**Your goal**. All of the material below is to be retyped exactly.
--- begin ---
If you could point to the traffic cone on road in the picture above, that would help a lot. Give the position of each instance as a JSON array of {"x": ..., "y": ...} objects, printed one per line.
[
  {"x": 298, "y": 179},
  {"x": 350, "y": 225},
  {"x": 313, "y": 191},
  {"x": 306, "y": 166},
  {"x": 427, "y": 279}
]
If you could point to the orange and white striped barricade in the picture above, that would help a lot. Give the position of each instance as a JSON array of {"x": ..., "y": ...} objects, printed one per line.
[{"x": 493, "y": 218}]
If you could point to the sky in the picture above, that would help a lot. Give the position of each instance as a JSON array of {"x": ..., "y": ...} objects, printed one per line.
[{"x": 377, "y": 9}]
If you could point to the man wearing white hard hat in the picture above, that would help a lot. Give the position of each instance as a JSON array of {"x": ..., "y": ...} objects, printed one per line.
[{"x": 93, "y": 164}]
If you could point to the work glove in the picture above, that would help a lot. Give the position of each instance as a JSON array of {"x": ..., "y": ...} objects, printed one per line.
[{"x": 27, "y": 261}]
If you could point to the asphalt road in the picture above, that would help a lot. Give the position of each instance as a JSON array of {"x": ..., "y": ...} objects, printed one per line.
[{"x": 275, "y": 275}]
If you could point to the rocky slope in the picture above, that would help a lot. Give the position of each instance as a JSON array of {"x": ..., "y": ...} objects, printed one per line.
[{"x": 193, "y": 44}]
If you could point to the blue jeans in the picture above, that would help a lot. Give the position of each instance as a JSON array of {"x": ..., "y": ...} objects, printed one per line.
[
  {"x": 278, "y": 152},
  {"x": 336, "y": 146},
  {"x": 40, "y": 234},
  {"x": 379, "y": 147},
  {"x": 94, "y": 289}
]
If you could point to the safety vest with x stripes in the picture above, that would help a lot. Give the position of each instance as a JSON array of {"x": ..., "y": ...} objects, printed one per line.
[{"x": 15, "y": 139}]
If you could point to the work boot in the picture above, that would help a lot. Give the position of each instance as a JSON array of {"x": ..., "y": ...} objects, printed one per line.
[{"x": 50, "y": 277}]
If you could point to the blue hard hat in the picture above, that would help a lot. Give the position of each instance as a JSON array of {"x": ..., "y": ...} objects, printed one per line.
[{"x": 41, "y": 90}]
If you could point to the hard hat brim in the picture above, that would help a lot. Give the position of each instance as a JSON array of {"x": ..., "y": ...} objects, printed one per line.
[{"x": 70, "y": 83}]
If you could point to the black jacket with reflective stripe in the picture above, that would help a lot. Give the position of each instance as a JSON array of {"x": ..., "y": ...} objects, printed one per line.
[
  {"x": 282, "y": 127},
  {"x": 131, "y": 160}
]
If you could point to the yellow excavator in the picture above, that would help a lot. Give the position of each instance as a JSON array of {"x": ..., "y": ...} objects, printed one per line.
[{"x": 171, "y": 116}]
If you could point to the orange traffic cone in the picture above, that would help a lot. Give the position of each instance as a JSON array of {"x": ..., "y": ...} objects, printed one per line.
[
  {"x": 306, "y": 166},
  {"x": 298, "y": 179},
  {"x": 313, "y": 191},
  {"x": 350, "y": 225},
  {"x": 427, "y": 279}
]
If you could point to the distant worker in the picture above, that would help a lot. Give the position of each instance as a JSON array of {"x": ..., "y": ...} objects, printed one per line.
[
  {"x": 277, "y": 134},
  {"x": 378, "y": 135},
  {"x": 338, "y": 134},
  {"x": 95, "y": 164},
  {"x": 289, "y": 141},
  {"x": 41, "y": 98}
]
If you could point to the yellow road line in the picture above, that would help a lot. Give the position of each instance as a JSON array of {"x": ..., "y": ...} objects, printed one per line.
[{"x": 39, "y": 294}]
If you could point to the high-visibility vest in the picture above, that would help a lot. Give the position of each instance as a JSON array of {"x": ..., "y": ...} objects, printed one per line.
--- end ---
**Written solution**.
If you could point to the traffic cone on road in the picture above, that would help a lot. Give the position of each instance as a JSON array of {"x": ..., "y": ...} objects, printed one per line.
[
  {"x": 298, "y": 179},
  {"x": 350, "y": 225},
  {"x": 313, "y": 191},
  {"x": 306, "y": 166},
  {"x": 427, "y": 279}
]
If you could point to the orange and white striped barricade in the picture above, that would help a lot. Give the position of each instance as a JSON array of {"x": ..., "y": ...} objects, printed one per line.
[{"x": 493, "y": 218}]
If you could point to the sky in the picture above, that would help a lot. Give the position of each instance as a JSON array of {"x": ..., "y": ...} objects, printed one per line.
[{"x": 377, "y": 9}]
If you could point to the man wearing white hard hat in the picture above, that would help a lot. Give the position of each instance as a JSON array of {"x": ..., "y": ...} objects, printed one per line.
[{"x": 93, "y": 164}]
If you could point to the work glove in the picture above, that would help a lot. Give the position of each instance as a JSON array of {"x": ..., "y": ...} objects, printed one per line.
[{"x": 27, "y": 261}]
If you could point to the asphalt road in the picture above, that would help a lot. Give the position of each instance as a JSON array of {"x": ..., "y": ...} objects, printed one per line.
[{"x": 275, "y": 275}]
If you could point to the rocky slope in the picture above, that would help a lot. Give the position of each instance as a JSON array of {"x": ..., "y": ...} objects, printed one per line.
[{"x": 193, "y": 44}]
If you could point to the blue jeans in the picture above, that would help a lot. Give the position of each instance as a JSON array of {"x": ..., "y": ...} objects, printed one per line.
[
  {"x": 278, "y": 152},
  {"x": 336, "y": 146},
  {"x": 40, "y": 234},
  {"x": 379, "y": 147},
  {"x": 94, "y": 289}
]
If you could point to the safety vest with x stripes in the picture above, that would help a lot. Give the position of each instance as a JSON array of {"x": ..., "y": ...} objects, printed one per line.
[{"x": 15, "y": 139}]
If you could point to the work boot in the picture above, that would help a lot. Give the position of each instance as a JSON array of {"x": ..., "y": ...} objects, printed one per line.
[{"x": 50, "y": 277}]
If you could point to the blue hard hat in the picture above, that would help a lot. Give the position of each instance as a JSON array of {"x": ..., "y": ...} objects, printed one per line.
[{"x": 41, "y": 90}]
If you could point to the hard hat brim in the picture above, that would help a lot. Give the position of each instance as a JSON array of {"x": ..., "y": ...} objects, printed one per line.
[{"x": 70, "y": 83}]
If you could point to the black jacket with reflective stripe in the picture above, that would help a lot. Give the position of each instance as a JSON array of {"x": ..., "y": ...} objects, printed one per line.
[
  {"x": 282, "y": 127},
  {"x": 131, "y": 160}
]
If you could point to the yellow excavator in the picture above, that would help a lot. Give the position of each instance as a JSON array of {"x": ..., "y": ...} objects, printed one per line.
[{"x": 171, "y": 116}]
If you could point to the orange traffic cone in the picture above, that would help a lot. Give the position of each instance as a JSON array of {"x": ..., "y": ...} objects, printed one per line.
[
  {"x": 306, "y": 166},
  {"x": 298, "y": 179},
  {"x": 313, "y": 191},
  {"x": 350, "y": 225},
  {"x": 427, "y": 279}
]
If you could point to the distant worker in the picture above, that would help a lot. Give the position of each instance as a JSON array of {"x": ..., "y": ...} objects, printed one per line.
[
  {"x": 277, "y": 134},
  {"x": 378, "y": 135},
  {"x": 338, "y": 134},
  {"x": 95, "y": 164},
  {"x": 289, "y": 141},
  {"x": 41, "y": 98}
]
If you could point to the yellow road line in the picture above, that would help a lot. Give the position of each instance as a JSON array of {"x": ..., "y": ...} objects, printed one per line.
[{"x": 39, "y": 294}]
If you could point to the high-visibility vest in the picture above, that would help a lot. Give the position of each instance as a JSON array of {"x": ..., "y": ...} objects, printed one per line.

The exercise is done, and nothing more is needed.